== Task objective ==
How many lines of the records below contain the word "summit"? Reply with the number alone.

== Dataset records ==
= = = = =

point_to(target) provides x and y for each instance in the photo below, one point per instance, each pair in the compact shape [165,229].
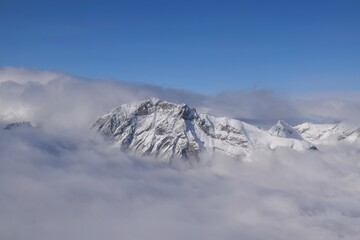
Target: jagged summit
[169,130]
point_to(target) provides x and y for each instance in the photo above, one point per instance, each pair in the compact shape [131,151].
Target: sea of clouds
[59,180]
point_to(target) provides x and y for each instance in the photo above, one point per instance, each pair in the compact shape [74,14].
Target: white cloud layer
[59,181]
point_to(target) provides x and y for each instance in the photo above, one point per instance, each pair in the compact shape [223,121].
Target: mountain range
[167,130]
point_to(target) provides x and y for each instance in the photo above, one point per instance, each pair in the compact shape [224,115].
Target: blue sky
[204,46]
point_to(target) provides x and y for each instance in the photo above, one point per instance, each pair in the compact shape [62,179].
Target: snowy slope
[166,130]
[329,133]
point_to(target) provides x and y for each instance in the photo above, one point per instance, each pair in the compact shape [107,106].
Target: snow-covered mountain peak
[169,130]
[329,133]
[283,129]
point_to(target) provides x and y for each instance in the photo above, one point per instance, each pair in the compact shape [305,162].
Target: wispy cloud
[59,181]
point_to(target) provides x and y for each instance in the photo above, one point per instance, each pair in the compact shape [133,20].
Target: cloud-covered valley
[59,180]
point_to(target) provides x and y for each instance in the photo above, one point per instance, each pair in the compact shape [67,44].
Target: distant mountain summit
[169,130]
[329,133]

= = = = =

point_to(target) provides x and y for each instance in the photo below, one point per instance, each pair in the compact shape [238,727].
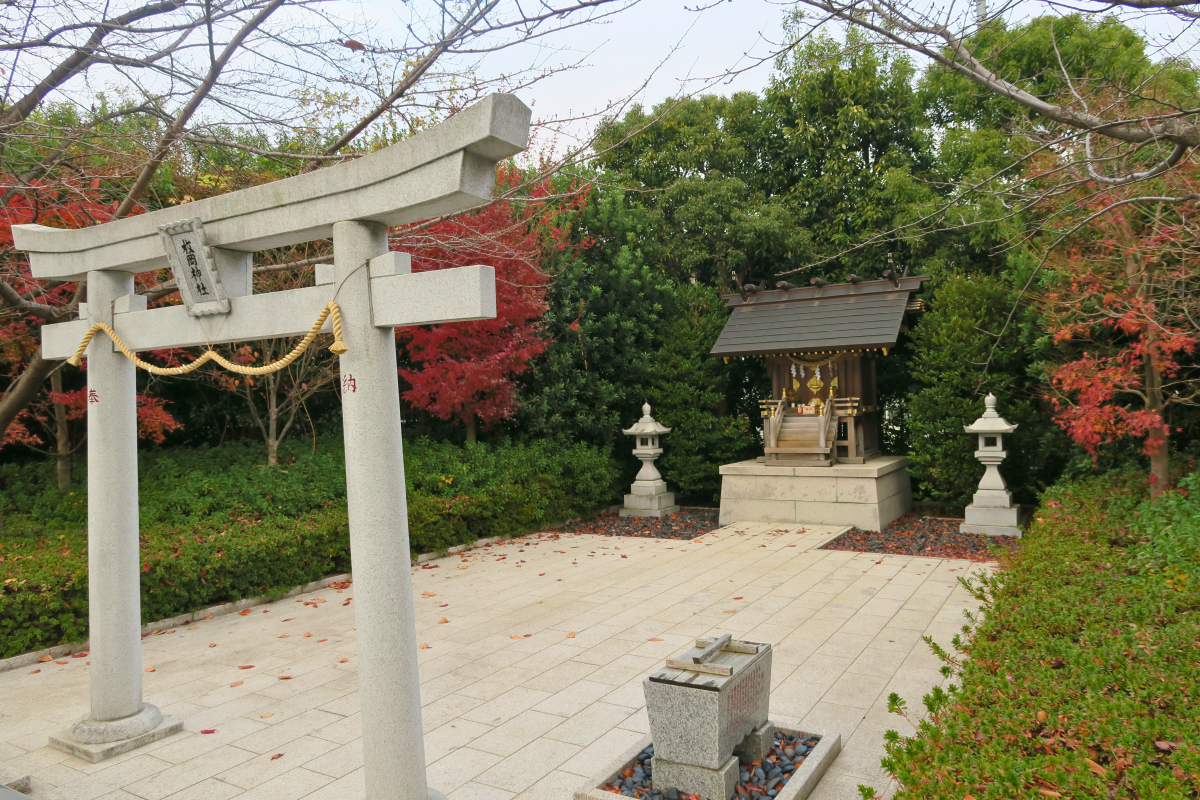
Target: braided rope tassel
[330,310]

= = = = =

== Response to this exercise ==
2